• The data:
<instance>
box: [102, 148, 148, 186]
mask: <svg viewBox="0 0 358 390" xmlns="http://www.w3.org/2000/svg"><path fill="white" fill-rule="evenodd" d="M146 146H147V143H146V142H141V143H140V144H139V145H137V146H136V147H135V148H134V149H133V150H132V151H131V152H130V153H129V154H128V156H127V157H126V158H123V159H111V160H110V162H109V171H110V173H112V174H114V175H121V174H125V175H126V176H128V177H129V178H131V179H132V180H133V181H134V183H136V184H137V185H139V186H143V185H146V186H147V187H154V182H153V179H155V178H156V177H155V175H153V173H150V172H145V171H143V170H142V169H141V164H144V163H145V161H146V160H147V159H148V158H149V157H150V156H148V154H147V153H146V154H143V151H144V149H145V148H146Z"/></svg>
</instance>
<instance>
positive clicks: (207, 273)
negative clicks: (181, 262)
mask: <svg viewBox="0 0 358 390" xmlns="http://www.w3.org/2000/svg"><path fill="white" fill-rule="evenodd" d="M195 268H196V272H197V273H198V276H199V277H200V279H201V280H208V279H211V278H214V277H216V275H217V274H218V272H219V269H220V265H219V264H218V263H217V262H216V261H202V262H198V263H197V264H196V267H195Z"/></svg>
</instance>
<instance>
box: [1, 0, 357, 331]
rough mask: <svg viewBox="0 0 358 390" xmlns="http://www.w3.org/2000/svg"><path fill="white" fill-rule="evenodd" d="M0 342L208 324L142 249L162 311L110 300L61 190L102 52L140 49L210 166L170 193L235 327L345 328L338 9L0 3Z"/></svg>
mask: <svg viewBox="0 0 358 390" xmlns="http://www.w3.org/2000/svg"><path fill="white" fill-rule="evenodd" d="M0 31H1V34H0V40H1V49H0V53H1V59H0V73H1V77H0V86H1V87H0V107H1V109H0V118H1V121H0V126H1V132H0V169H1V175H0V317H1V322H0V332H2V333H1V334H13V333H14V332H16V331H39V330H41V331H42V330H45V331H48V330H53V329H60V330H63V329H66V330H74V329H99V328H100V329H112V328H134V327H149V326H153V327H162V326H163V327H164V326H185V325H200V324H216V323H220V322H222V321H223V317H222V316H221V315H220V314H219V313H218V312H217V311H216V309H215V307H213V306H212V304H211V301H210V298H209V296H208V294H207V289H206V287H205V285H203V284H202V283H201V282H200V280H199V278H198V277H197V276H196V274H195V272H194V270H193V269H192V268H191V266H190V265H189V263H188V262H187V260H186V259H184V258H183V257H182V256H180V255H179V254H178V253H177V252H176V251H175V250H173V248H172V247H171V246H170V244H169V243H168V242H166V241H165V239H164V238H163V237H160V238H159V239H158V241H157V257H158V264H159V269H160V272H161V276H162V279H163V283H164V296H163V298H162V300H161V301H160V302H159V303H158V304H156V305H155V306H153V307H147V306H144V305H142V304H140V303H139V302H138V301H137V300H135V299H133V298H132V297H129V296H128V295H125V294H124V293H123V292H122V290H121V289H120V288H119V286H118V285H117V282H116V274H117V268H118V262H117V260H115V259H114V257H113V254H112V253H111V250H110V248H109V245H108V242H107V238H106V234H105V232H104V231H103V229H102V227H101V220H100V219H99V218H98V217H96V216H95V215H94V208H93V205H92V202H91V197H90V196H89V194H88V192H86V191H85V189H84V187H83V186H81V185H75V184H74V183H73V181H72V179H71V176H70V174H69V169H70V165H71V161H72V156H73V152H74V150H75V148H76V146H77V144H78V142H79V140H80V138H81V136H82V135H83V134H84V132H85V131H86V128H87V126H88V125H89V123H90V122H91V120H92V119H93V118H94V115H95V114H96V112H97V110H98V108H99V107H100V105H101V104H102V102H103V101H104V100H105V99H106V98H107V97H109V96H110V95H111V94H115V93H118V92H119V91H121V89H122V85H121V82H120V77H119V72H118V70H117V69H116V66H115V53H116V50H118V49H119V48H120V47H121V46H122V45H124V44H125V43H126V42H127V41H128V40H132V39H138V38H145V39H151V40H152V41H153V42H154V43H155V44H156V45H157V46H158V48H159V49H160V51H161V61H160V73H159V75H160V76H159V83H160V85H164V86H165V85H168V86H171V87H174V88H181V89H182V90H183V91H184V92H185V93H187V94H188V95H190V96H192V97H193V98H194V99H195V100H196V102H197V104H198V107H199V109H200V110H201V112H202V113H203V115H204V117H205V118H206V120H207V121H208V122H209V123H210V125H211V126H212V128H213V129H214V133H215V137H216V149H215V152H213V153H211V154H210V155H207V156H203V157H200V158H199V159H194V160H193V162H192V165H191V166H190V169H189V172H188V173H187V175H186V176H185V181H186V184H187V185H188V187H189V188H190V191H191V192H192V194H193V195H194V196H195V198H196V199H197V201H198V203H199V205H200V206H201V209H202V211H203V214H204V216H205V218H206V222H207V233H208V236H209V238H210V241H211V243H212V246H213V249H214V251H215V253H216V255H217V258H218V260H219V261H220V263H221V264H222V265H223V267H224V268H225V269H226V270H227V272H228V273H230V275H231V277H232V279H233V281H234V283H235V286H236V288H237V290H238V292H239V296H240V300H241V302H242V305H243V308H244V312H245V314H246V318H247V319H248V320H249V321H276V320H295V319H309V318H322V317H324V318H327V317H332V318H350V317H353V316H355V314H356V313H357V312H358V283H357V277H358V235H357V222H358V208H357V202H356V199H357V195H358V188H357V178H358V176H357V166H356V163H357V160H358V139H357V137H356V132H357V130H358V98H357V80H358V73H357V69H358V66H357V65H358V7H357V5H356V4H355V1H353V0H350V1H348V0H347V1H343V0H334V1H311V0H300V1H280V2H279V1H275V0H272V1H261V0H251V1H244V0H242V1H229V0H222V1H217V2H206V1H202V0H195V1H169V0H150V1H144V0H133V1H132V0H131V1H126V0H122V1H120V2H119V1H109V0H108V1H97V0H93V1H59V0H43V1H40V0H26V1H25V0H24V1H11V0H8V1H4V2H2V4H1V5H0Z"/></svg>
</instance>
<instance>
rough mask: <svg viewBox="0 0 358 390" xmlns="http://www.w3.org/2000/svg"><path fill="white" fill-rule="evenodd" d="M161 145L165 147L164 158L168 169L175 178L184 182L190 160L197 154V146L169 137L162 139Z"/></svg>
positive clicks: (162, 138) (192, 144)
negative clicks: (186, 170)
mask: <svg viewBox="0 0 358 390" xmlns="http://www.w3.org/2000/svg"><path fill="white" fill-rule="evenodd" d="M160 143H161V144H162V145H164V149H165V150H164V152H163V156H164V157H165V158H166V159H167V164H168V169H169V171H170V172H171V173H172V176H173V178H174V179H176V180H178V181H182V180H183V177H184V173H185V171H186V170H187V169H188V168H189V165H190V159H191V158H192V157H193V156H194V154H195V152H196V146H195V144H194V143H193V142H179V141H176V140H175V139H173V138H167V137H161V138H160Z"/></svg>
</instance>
---
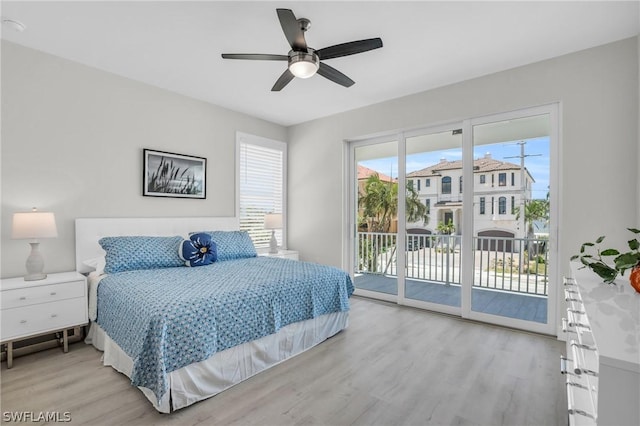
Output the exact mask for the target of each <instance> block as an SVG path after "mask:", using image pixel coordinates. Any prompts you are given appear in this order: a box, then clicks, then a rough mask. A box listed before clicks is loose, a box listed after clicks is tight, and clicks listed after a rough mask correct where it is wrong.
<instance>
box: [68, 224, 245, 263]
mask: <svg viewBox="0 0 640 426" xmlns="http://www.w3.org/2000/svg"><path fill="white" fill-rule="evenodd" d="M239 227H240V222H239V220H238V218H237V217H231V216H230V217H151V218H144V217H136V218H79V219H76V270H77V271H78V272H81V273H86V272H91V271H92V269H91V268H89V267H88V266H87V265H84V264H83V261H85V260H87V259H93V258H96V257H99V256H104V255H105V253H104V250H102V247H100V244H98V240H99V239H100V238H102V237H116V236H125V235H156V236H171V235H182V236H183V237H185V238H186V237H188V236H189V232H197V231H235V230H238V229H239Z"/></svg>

• Description of the task:
Copy out every line of the material above that contains the string "positive", matching case exactly.

• Answer space:
positive clicks: (207, 273)
positive clicks: (162, 138) (192, 144)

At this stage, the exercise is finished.